-- Work required --
Convert the lines below into a JSON list of strings, one string per line, leaving out any blank lines.

== Entries supplied

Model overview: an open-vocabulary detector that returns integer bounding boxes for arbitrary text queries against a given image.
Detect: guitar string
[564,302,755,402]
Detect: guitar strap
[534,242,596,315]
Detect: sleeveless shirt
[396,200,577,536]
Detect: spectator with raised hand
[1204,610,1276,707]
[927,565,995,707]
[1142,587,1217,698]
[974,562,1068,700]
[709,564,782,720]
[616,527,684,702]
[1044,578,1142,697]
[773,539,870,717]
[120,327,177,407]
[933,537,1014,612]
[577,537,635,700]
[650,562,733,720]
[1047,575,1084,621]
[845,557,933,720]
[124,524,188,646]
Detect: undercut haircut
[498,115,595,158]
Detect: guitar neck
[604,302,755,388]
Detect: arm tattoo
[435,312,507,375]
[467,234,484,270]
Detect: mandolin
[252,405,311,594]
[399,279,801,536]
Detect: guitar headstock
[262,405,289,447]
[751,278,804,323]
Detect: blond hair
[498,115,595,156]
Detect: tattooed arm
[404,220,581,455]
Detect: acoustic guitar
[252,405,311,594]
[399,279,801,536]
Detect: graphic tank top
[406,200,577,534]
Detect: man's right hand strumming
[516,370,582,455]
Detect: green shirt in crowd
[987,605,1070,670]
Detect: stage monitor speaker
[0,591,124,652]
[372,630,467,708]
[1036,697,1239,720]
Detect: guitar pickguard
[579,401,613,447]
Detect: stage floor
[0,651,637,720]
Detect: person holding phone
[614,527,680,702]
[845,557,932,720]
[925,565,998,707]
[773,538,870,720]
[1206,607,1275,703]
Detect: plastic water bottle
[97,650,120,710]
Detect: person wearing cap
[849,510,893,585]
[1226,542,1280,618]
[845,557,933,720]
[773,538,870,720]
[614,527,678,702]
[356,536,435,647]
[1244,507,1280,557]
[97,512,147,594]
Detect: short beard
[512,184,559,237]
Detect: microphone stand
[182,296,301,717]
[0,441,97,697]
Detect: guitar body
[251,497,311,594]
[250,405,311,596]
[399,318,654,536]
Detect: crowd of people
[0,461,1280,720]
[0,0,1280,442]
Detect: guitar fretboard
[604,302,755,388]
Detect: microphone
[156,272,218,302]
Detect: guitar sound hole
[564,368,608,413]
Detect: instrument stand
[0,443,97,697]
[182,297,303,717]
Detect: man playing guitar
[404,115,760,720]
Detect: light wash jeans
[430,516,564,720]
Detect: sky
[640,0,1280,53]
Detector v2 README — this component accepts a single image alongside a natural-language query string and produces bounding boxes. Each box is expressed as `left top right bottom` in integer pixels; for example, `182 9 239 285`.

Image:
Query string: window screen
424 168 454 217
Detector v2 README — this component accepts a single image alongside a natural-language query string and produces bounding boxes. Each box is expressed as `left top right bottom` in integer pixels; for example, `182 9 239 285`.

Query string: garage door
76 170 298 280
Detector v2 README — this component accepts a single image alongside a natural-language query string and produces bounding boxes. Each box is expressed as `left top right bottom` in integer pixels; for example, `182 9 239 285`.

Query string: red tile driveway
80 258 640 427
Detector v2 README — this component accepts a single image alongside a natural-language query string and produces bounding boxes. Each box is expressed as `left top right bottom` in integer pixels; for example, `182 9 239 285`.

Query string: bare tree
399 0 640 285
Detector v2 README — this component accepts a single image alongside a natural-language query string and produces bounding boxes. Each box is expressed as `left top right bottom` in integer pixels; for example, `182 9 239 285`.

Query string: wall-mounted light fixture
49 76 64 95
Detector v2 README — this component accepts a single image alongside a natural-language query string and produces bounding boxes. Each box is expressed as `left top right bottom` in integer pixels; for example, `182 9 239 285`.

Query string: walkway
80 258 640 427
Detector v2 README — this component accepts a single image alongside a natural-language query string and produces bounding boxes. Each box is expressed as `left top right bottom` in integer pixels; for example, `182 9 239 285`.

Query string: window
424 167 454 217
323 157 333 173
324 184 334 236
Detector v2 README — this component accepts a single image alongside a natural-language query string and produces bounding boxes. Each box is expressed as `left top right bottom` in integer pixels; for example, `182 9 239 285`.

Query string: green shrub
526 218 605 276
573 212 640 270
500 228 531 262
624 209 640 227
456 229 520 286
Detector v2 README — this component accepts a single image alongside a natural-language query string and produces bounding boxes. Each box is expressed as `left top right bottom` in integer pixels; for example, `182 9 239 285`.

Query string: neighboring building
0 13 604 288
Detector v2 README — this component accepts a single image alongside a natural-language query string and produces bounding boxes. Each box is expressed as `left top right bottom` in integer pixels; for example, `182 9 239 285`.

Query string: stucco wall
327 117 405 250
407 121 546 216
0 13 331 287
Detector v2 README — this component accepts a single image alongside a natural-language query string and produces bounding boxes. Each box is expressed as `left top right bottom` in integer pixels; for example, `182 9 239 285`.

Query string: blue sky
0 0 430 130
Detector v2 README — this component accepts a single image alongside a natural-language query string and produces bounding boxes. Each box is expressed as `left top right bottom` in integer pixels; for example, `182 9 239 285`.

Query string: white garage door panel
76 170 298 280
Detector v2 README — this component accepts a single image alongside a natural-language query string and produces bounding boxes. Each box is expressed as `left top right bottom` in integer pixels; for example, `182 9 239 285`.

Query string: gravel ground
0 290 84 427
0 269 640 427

====

-- Exercise output --
[
  "Model overview: an open-vocabulary detector that returns integer bounding boxes for arbitrary text queries against a given image.",
  "Detect: guitar string",
  "[564,302,755,402]",
  "Detect: guitar strap",
  "[534,242,596,315]",
  "Detect: sleeveless shirt",
  "[396,200,577,536]",
  "Detect: spectator with raised hand",
  "[1204,610,1276,707]",
  "[927,565,995,707]",
  "[1142,587,1217,698]",
  "[974,562,1068,700]",
  "[709,564,782,720]",
  "[616,527,684,702]",
  "[1044,578,1142,697]",
  "[773,539,870,717]",
  "[120,327,177,407]",
  "[933,537,1014,612]",
  "[577,537,635,700]",
  "[650,562,733,720]",
  "[1047,575,1084,621]",
  "[845,557,933,720]",
  "[124,524,188,646]",
  "Detect: undercut haircut",
  "[498,115,595,158]",
  "Detect: guitar neck",
  "[604,302,755,388]",
  "Detect: arm tattoo",
  "[435,312,507,375]",
  "[467,234,484,270]",
  "Detect: mandolin",
  "[252,405,311,594]",
  "[399,279,801,536]",
  "Detect: guitar headstock",
  "[262,405,289,447]",
  "[751,278,804,323]",
  "Detect: blond hair",
  "[498,115,595,156]",
  "Detect: tattooed arm",
  "[404,220,581,455]",
  "Detect: acoustic guitar",
  "[252,405,311,594]",
  "[399,279,801,536]",
  "Detect: graphic tank top",
  "[406,200,577,534]",
  "Detect: man's right hand strumming",
  "[516,370,582,455]",
  "Detect: green shirt in crowd",
  "[987,605,1070,670]",
  "Detect: stage monitor speaker",
  "[0,591,124,652]",
  "[372,630,467,708]",
  "[1036,697,1239,720]",
  "Detect: guitar pickguard",
  "[579,401,613,447]",
  "Detect: stage floor",
  "[0,651,637,720]",
  "Detect: person holding phone",
  "[614,527,680,702]",
  "[845,557,932,720]",
  "[925,565,998,707]",
  "[773,538,870,720]",
  "[1206,607,1275,703]",
  "Detect: plastic water bottle",
  "[97,650,120,710]",
  "Detect: person wearing cap",
  "[849,510,893,585]",
  "[1226,542,1280,618]",
  "[845,557,933,720]",
  "[773,538,870,720]",
  "[614,527,678,702]",
  "[356,536,435,647]",
  "[1244,507,1280,557]",
  "[97,512,147,594]",
  "Detect: short beard",
  "[512,184,559,237]",
  "Detect: microphone stand",
  "[182,296,301,717]",
  "[0,441,97,697]",
  "Detect: guitar body",
  "[251,497,311,594]",
  "[250,405,311,596]",
  "[399,318,654,536]",
  "Detect: crowd of people",
  "[0,461,1280,720]",
  "[0,0,1280,442]",
  "Detect: guitar fretboard",
  "[604,302,755,388]",
  "Detect: microphone",
  "[156,272,218,302]",
  "Detect: guitar sound hole",
  "[564,368,608,413]",
  "Detect: instrument stand",
  "[0,443,97,697]",
  "[182,297,303,717]",
  "Detect: man playing guitar",
  "[404,115,760,720]",
  "Detect: light wash jeans",
  "[430,516,564,720]",
  "Detect: sky",
  "[640,0,1280,53]",
  "Detector v2 README — this component accepts a single image alongside a natural-language query string and produces bounding boxes. Each box is expressed as `left top right bottom` in integer pixels; for example, `182 9 239 285`.",
  "Image:",
  "Query string: window screen",
  "424 168 454 217",
  "Detector v2 README — this component accepts a single image alongside a natural-language query string and produces bounding boxes. Each box is expressed as `left top right bottom` in integer pixels; for example, `182 9 239 285`.",
  "Query string: garage door",
  "76 170 298 280",
  "Detector v2 README — this component accepts a single image alongside a natural-language query string and produces bounding boxes. Each box is expressed as `left top right bottom` in integer pixels; for example, `182 9 239 285`.",
  "Query string: red tile driveway",
  "80 258 640 427",
  "Detector v2 README — this component accepts a single image alongside a natural-language query string and produces bounding boxes. Each box is expressed as `left top right bottom` in integer pixels; for example, `182 9 239 285`.",
  "Query string: bare tree",
  "399 0 640 285",
  "Detector v2 README — this component accepts a single image alongside a natural-language query string and produces bounding boxes. Each box is expressed as `left top right bottom` in integer pixels; for example, `182 9 239 285`.",
  "Query string: wall-mounted light fixture",
  "49 76 64 95",
  "Detector v2 README — this component accepts a single image alongside a natural-language query string and produces bounding boxes. Each box is expressed as `left top right bottom` in integer pixels; for example, `182 9 239 285`.",
  "Query string: walkway",
  "80 258 640 427",
  "Detector v2 README — this component accepts a single image alongside a natural-language query string and produces bounding boxes. Each box is expressed as `left top right bottom` in integer pixels; for example, `182 9 239 285`.",
  "Query string: window",
  "424 167 454 217",
  "323 157 333 173",
  "324 184 334 236",
  "Detector v2 README — this component accepts a single image alongside a natural-language query string and produces bounding boxes. Each box is expressed as `left top right bottom` in integer pixels; for example, `182 9 239 285`.",
  "Query string: green shrub",
  "526 218 605 276",
  "573 212 640 270",
  "500 228 531 262",
  "624 209 640 227",
  "456 229 520 286",
  "Detector v2 README — this component accepts a single image alongside a natural-language query string and produces bounding boxes. Each box is expressed as `left top right bottom` in integer pixels; for example, `182 9 239 285`.",
  "Query string: neighboring building",
  "0 13 604 288",
  "Detector v2 README — this component accepts a single image alongside a natural-language query string and produces bounding boxes. Each box is expressed as `left top right bottom` in integer pixels; for example, `182 9 239 285`.",
  "Query string: stucco wall",
  "327 117 405 250",
  "407 121 546 216",
  "0 13 331 287",
  "Detector v2 README — this component accepts a single image alongside a natural-language query string and produces bounding boxes. Each box is expressed as `left top right bottom` in integer pixels; for example, `182 9 239 285`.",
  "Query string: blue sky",
  "0 0 430 130",
  "Detector v2 README — this component accepts a single image alongside a natural-language query string and produces bounding boxes. Each box is expressed as `left top right bottom` in integer pixels; for example, `182 9 239 285`.",
  "Query string: white garage door panel",
  "76 170 298 280",
  "Detector v2 README — this component accepts a single image alongside a natural-language query string and produces bounding boxes. Each box is expressed as `left top right bottom` in integer pixels; for example, `182 9 239 285`.",
  "Query string: gravel ground",
  "0 290 84 427",
  "0 269 640 427"
]